第23回七夕祭にて「激論マイナンバー 古川元久国家戦略担当大臣(以下、古川大臣)とSFC学生との『社会保障・税に関わる番号制度(マイナンバー)』トークセッション」が開催された。この企画は、七夕祭実行委員会と新保史生研究会が企画から運営まで全てを担当していた。今回のトークセッションはどのようにして開催に至ったのか、新保史生総合政策学部准教授にお話を伺った。

今回の企画への反響はいかがでしたか?



 会場の外でやっている七夕祭の他のイベントに興味がある人が多く、始まった直後は参加者があまり多くありませんでした。しかし、最終的には150人もの方に参加していただけました。SFCの学生のみならず地域の一般の方や、高校生、他大学の教員など、外部の方にも参加していただけて、非常に良かったと思います。

 また、マイナンバー制度を所管している内閣官房からも良い反響を頂けています。現在、内閣官房は全国47都道府県で「マイナンバーシンポジウム」という企画を展開していますが、マイナンバー制度の担当大臣にお越し頂き、そのシンポジウムに匹敵する企画をやるのは我々が初めてです。


今回の企画はどのような経緯で開催に至ったのですか?



 まず、このマイナンバー制度にはSFCが非常に深く関わっています。例えば、神成淳司環境情報学部准教授は、マイナンバー制度のCIO補佐官を担当しています。つまり、システム関係の担当者ということです。また、私も個人情報保護の制度検討に関わっています。さらには、金子郁容政策・メディア研究科教授が医療情報の番号制度の委員長を務めていますし、内閣官房のマイナンバー制度の責任者もSFCの大学院出身者。このような深い縁があることから、内閣官房から今回の企画についての打診をいただきました。

 また内閣総理大臣が座長を務め、村井純環境情報学部長や土屋大洋総合政策学部教授も参加している、情報セキュリティ政策会議などでも、このイベントの背中を押す声が出ました。

必須課題:
a – インタビュー記事の中で名前が挙がっているSFCの教員を、すべて列挙してください。
b – インタビュー記事によると、トークセッションには最終的に何人が参加しましたか。
c – マイナンバーのトークセッションをめぐるインタビュー記事を、最後の文の続きから書き進めてください。
記録は別の出典から取られたものです。

記録データ:
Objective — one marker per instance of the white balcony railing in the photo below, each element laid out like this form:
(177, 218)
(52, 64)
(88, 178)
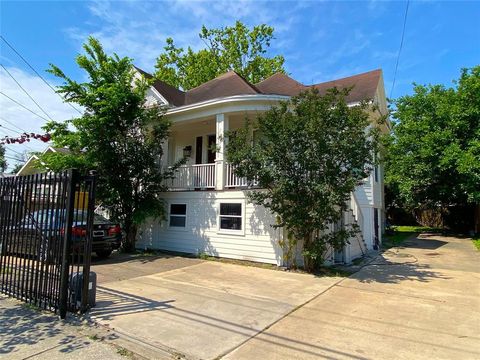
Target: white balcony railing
(232, 180)
(191, 177)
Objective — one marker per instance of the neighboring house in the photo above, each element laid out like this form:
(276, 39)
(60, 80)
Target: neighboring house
(29, 167)
(208, 211)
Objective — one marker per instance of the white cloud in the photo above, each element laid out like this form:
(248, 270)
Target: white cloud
(139, 30)
(11, 113)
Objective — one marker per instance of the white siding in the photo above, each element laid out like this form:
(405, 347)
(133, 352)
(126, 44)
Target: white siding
(257, 241)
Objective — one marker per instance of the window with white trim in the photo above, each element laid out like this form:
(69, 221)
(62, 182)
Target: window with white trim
(231, 216)
(178, 215)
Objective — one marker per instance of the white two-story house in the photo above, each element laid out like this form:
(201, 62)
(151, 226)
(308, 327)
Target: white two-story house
(208, 211)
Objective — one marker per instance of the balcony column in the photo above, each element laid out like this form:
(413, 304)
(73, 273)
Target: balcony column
(164, 159)
(221, 130)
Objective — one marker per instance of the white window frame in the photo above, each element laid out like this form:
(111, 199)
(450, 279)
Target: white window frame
(242, 217)
(177, 228)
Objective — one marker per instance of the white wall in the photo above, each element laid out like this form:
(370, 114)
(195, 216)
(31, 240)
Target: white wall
(257, 241)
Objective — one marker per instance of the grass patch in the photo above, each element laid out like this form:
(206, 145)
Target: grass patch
(476, 242)
(124, 352)
(94, 337)
(416, 229)
(332, 271)
(403, 232)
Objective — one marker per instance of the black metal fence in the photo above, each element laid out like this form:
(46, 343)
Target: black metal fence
(46, 223)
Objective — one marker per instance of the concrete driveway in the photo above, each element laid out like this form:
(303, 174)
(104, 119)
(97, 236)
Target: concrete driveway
(421, 301)
(176, 306)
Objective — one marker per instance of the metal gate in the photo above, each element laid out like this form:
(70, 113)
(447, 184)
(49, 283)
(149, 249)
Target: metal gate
(46, 223)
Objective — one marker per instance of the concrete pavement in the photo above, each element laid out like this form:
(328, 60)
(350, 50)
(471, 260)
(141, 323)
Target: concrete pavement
(202, 309)
(26, 333)
(421, 301)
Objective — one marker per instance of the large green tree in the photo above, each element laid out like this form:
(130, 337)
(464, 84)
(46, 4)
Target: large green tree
(3, 160)
(235, 48)
(307, 155)
(117, 136)
(433, 157)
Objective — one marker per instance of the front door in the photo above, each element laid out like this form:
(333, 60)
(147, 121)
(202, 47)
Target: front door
(211, 154)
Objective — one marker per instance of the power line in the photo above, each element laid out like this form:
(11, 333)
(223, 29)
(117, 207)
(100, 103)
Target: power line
(10, 129)
(15, 151)
(36, 72)
(25, 91)
(16, 102)
(11, 123)
(400, 49)
(13, 158)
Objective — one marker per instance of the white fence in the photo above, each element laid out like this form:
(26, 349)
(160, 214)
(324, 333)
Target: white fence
(190, 177)
(232, 180)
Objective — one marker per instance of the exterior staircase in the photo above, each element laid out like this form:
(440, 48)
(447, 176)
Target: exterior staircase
(354, 217)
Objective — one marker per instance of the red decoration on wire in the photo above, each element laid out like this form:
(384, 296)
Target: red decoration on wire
(25, 137)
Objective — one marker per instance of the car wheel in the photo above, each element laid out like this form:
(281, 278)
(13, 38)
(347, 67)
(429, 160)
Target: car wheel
(44, 251)
(103, 254)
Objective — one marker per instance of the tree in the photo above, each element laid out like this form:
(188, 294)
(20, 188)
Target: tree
(117, 136)
(230, 48)
(433, 157)
(3, 161)
(307, 156)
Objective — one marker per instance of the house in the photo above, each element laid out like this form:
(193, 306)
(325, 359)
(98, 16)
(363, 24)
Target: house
(208, 212)
(30, 168)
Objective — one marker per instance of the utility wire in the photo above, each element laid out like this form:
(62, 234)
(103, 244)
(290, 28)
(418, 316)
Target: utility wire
(25, 91)
(10, 129)
(11, 123)
(15, 151)
(13, 158)
(400, 49)
(16, 102)
(36, 72)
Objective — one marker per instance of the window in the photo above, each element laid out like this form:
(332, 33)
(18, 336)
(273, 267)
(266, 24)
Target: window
(230, 216)
(178, 215)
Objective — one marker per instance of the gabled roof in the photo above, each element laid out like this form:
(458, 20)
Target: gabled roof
(173, 95)
(364, 85)
(230, 84)
(280, 84)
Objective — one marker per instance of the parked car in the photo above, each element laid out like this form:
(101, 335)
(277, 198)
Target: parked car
(39, 234)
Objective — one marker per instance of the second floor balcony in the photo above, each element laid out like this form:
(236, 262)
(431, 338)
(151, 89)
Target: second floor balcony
(205, 177)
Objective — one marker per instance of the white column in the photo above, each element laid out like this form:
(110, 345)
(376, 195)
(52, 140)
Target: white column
(221, 130)
(164, 160)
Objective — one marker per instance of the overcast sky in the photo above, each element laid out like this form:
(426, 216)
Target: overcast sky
(321, 40)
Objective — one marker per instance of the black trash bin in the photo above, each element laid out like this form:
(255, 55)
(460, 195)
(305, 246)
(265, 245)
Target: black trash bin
(76, 285)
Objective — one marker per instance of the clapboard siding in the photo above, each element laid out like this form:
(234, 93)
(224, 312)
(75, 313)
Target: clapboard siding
(258, 240)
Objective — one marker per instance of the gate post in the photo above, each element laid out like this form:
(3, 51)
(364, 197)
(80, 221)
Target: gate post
(71, 187)
(87, 256)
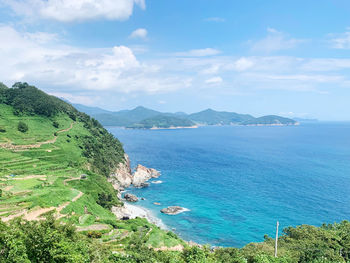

解答一覧:
a –
新保史生(総合政策学部准教授)
神成淳司(環境情報学部准教授)
金子郁容(政策・メディア研究科教授)
村井純(環境情報学部長)
土屋大洋(総合政策学部教授)

b – 150人です。

c –
なぜ七夕祭で開催をしたのですか?



 元々この企画を計画していた時には、マイナンバー制度の法案が審議に入って具体的に話が動いているタイミングで講演をやることを想定していました。しかし、政局の関係でなかなか話が進まず、審議開始を待つことはできない状況になってきました。

 他の授業日や、土日で開催する案もありましたが、全国民が関係するマイナンバー制度を、SFCの学生だけでなく地域の一般の方にも講演を聞いていただくため、七夕祭に開催しようという話になりました。七夕祭を逃すと、次は秋祭やORFになってしまう。なるべく早く、なるべく多くの人に参加して頂ける機会は、七夕祭しかありませんでした。


最後に、この企画運営へのコメントなどはありますか?



 この企画は、新保史生研究会と、七夕祭実行委員長の酒井亮輔さん(環2)が協力して運営しました。内閣官房の方に資料を用意していただいたり、神奈川県警に警備をお願いしたりしましたが、それ以外はほぼ全て自分たちでやりました。事故もなく終わって本当に良かったと思います。

 ひとつ残念だったのは、非常に時間が短かったことです。学生の意見、執行部の意見、会場の意見を全て出すには時間が足りませんでした。登壇した学生からも、短いということは言われました。ただ逆に言えば、短時間で行われたからこそ、この企画は中身が濃くなったのだと思います。また、それだけマイナンバー制度への関心が高まっていて、皆話したいことが多かった、ということも言えると思います。



 新保准教授と新保研究会は、社会保障制度が大きく変わるきっかけとなるマイナンバー制度をより理解してもらうべく、今回に向けて活動してきたという。最後に新保准教授は、大変なこともたくさんあったが企画が無事成功してよかった、企画に協力していただいた七夕祭実行委員長の酒井さんと内閣官房の皆様には深く感謝したいと思います、と締めくくった。